:: SOURCE PASSAGE ::
┏━━

13. The device according to claim 11, wherein the voltages comprise
rest periods, in which they are not applied to the gate electrodes,
for pulse driving.
14. The device according to claim 1, wherein the gate electrodes
includes a first gate electrode and a second gate electrode that
are disposed around a same opening, and the first and second gate
electrodes are electrically isolated from each other, and separate
voltages are applied respectively to the first gate electrode and
the second gate electrode.
15. The device according to claim 14, wherein voltages of the first
and second gate electrodes vary with time periodically.
16. The device according to claim 14, wherein a trajectory of an
electron beam emitted from the field emitter moves toward the first
gate electrode when the voltage applied to the first gate electrode
is higher, and movers toward the second gate electrode when the
voltage applied to the second gate electrode is higher.
17. The device according to claim 14, a height of the gate
substrate is greater than a distance between the first gate
electrode and the second gate electrode.
Description
TECHNICAL FIELD
The present invention relates to a field emission device, and more
particularly, to a field emission device capable of attaining a
high efficiency emission characteristic using a field emission lamp
having a structure in which a plurality of gate electrodes are
electrically isolated.

┗━━

:: SUPPLIED ENTRIES ::
┏━━

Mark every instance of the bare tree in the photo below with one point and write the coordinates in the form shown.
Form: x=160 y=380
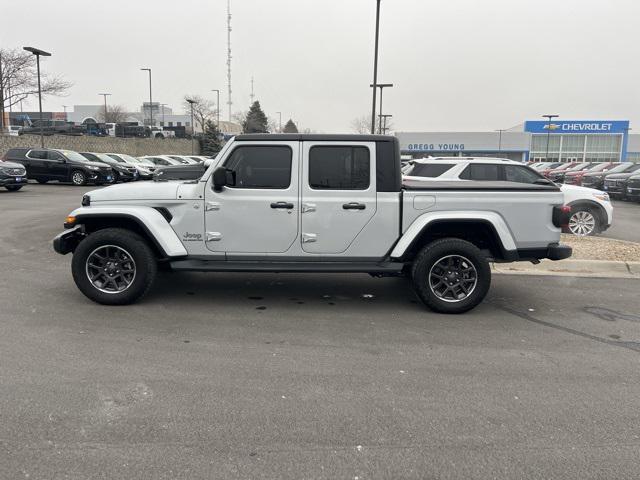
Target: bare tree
x=115 y=114
x=19 y=80
x=203 y=110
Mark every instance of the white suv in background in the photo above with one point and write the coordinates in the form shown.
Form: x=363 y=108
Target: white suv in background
x=591 y=210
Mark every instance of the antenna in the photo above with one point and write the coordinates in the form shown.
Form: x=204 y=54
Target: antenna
x=229 y=102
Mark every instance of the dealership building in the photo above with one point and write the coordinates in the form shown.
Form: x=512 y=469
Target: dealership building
x=564 y=140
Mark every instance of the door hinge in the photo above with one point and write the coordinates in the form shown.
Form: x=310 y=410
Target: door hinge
x=308 y=207
x=309 y=237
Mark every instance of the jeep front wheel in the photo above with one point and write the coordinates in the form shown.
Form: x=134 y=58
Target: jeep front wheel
x=451 y=275
x=114 y=266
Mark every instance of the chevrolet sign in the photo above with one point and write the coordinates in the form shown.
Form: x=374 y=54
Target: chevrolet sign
x=577 y=126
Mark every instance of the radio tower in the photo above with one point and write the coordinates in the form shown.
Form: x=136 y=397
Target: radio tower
x=229 y=102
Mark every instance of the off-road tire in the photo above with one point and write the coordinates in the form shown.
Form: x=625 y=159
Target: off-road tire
x=145 y=265
x=432 y=254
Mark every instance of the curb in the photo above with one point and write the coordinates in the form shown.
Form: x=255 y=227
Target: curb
x=572 y=268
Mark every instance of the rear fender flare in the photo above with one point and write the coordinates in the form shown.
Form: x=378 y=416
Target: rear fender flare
x=427 y=219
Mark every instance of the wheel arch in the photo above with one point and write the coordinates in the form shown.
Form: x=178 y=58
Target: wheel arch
x=149 y=223
x=487 y=231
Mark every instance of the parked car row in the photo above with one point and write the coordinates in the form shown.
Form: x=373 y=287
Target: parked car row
x=619 y=179
x=80 y=168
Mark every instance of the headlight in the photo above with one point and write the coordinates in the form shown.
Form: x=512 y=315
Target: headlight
x=602 y=196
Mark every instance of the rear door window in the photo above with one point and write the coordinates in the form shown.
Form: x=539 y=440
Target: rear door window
x=481 y=172
x=37 y=154
x=430 y=170
x=518 y=174
x=339 y=168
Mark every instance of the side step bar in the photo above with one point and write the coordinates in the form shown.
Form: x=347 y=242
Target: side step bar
x=276 y=267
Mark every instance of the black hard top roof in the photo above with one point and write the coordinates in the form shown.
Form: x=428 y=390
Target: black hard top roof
x=313 y=137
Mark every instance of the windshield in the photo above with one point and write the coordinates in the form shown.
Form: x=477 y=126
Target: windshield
x=75 y=156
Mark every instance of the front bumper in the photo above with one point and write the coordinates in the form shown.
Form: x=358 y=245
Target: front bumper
x=68 y=240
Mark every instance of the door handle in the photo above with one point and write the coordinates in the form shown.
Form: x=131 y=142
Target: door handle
x=286 y=205
x=354 y=206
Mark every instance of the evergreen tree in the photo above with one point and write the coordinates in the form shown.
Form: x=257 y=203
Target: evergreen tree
x=255 y=121
x=290 y=127
x=211 y=140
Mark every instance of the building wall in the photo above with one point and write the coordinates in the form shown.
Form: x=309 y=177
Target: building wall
x=132 y=146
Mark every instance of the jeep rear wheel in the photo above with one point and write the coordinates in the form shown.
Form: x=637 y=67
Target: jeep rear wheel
x=451 y=275
x=114 y=266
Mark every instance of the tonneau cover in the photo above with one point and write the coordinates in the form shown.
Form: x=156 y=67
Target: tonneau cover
x=435 y=185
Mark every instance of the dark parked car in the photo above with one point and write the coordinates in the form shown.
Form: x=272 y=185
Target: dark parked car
x=615 y=184
x=596 y=179
x=122 y=172
x=633 y=188
x=576 y=178
x=13 y=176
x=45 y=164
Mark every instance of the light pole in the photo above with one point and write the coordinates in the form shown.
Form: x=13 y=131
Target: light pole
x=150 y=97
x=162 y=105
x=500 y=130
x=105 y=95
x=193 y=129
x=37 y=52
x=217 y=106
x=381 y=86
x=384 y=122
x=375 y=69
x=549 y=118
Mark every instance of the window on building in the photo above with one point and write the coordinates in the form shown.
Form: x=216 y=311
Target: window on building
x=481 y=172
x=339 y=168
x=261 y=166
x=430 y=170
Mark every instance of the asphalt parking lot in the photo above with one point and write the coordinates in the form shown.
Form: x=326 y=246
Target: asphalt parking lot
x=626 y=221
x=305 y=376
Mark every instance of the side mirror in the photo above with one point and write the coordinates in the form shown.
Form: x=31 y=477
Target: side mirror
x=219 y=178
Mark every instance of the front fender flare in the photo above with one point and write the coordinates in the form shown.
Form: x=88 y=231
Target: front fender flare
x=148 y=218
x=426 y=219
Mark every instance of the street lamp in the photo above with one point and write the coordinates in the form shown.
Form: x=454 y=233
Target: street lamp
x=37 y=52
x=191 y=102
x=162 y=105
x=150 y=97
x=381 y=86
x=500 y=130
x=549 y=118
x=375 y=69
x=384 y=128
x=217 y=107
x=105 y=95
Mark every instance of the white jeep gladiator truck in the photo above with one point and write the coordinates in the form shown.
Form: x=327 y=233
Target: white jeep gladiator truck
x=312 y=203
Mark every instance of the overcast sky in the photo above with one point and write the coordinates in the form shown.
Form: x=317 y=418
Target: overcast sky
x=467 y=65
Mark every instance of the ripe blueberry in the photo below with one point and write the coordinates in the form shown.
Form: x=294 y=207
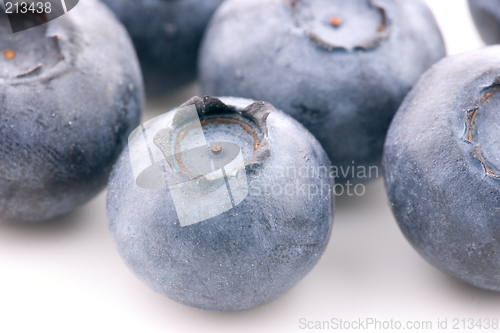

┗━━

Decide whether each statement below agrees with the field emission device text, answering yes or no and quoting the deciding words of the text.
1. According to claim 14, the first and second gate electrodes are electrically isolated from each other.
2. According to claim 17, the height of the gate substrate is smaller than the distance between the first and second gate electrodes.
3. According to claim 15, the voltages of the first and second gate electrodes stay constant over time.

1. Yes: "the first and second gate electrodes are electrically isolated from each other"
2. No: "a height of the gate substrate is greater than a distance between the first gate electrode and the second gate electrode"
3. No: "vary with time periodically"